Король не клюнул на наживку с первого раза и пустился рассуждать на какую-то другую тему, поэтому нунций сменил тактику. Он сообщил королю, что, по сведениям Святого престола, президент вполне искренне говорил о поддержке Италии, если она выйдет из войны. Тут король проявил некоторый интерес, но тут же снова заговорил о другом – поинтересовался, как устроена церковь в Соединенных Штатах.
Нунций опять попытался направить беседу в нужное русло: «Итальянский народ почитает и любит монархию. Правительство зависит от Вашего Величества».
Король, человек трусливый, но неглупый, понимал, к чему клонит Боргоньини. На устах монарха появилась кривоватая улыбочка. «Я вам не папа», – изрек он.
Монарх заявил, что союзникам трудно будет высадиться на Сицилии. Им потребуется для этого больше людей и кораблей, чем имеется в их распоряжении. Они, скорее, нацелились на Сардинию, предположил он. А может быть, они вообще не планируют вторгаться в Италию и вместо этого направятся в Грецию. В любом случае, заверил король нунция, в ближайшее время нам не грозит высадка противника на итальянскую землю, ибо военные бдительно наблюдают за происходящим и не видят признаков подготовки такой операции[633].
Муссолини как никогда нуждался в поддержке церкви своих попыток вернуть народную любовь. В тот же день, когда нунций встречался с королем, генеральный секретарь фашистской партии созвал на совещание 30 военных капелланов: 10 армейских, 10 прикрепленных к полувоенным формированиям юных фашистов и 10 работающих при фашистской милиции. Присутствовал также глава военных капелланов страны архиепископ Бартоломази. Генеральный секретарь предложил провести в крупных городах по всей стране народные собрания, призванные «поддержать дух сопротивления» наступающим армиям союзников. Каждое такое мероприятие (их проведение наметили на первую и третью недели июля) предполагало выступления видных деятелей фашистской партии, ветеранов, получивших ранения в боях, и местного капеллана. Архиепископ заявил, что горячо поддерживает эту инициативу, и пообещал содействие со стороны католического духовенства[634].

■ Исходный материал:
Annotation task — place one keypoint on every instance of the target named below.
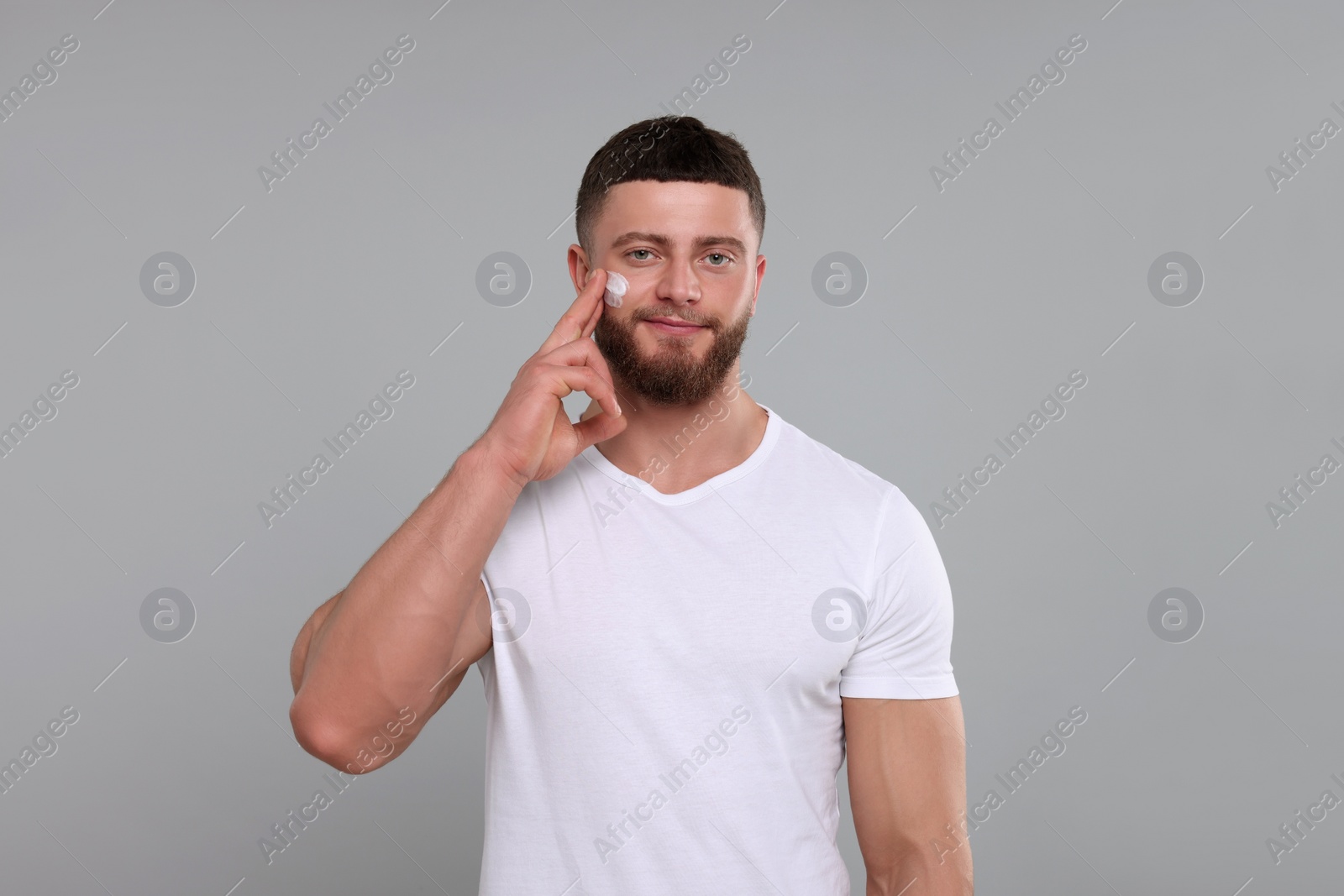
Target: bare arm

■ Условие задания: Продолжите текст о беседе нунция с королем и о фашистских народных собраниях с того места, где он заканчивается.

■ Ответ на задание:
Папу давно беспокоил вопрос, что будет с церковью, когда Европа окажется под контролем нацистов. А теперь ему приходилось думать и о том, к каким последствиям приведет оглушительная победа союзников. Служебная записка, которую монсеньор Тардини подготовил для британского представительства, отражает умонастроения в Ватикане после решительного поворота войны в пользу союзников. Христианская Европа и весь христианский мир столкнулись с двумя угрозами – нацизмом и коммунизмом. Оба эти строя – материалистические, антирелигиозные, тоталитарные, тиранические, жестокие и милитаристские. Ватикан беспокоило, как бы победа союзников не привела к захвату Европы коммунистами, ведь такой исход войны ничем не лучше победы нацистов. Но дипломаты союзников отвечали, что эти ситуации очень отличаются друг от друга. Победа гитлеровской коалиции означала бы переход Европы под контроль одних нацистов. В основе сил союзников – не одна, а три крупные державы, и в послевоенном мире британцы и американцы будут уравновешивать влияние России.
Тардини считал эту аргументацию шаткой. Как он полагал, есть веские причины опасаться, что победа союзников приведет к появлению такой Европы, где будет доминировать Россия, что грозит «разрушением европейской цивилизации и христианской культуры». Он предрекал, что после завершения сражений в Европе американцам и британцам придется сосредоточиться на тихоокеанском театре боевых действий. А пока они будут заниматься Японией, мощная русская армия оккупирует львиную долю Европы. И это продвижение не ограничится лишь военной интервенцией: неожиданные победы России над немецкой армией произведут огромное впечатление на рабочий класс во многих странах Европы. В нелегких послевоенных условиях жители Западной Европы, прозябающие в голоде и нищете, станут легкой добычей для коммунистов, а славяне вообще склонны симпатизировать русским и коммунизму. Коммунистическим завоеваниям будет способствовать и то, что даже после разгрома Японии тоталитарный режим вроде русского сможет и дальше ориентироваться на войну, тогда как власти демократических стран, зависящие от воли народа, захотят сократить численность своих армий и насладиться плодами наступившего мира.
Монсеньор заключал, что идеальным исходом войны стало бы уничтожение обеих опасностей – и нацизма, и коммунизма. Если уцелеет коммунизм, то, как и в случае, если уцелеет нацизм, результат будет катастрофическим[635].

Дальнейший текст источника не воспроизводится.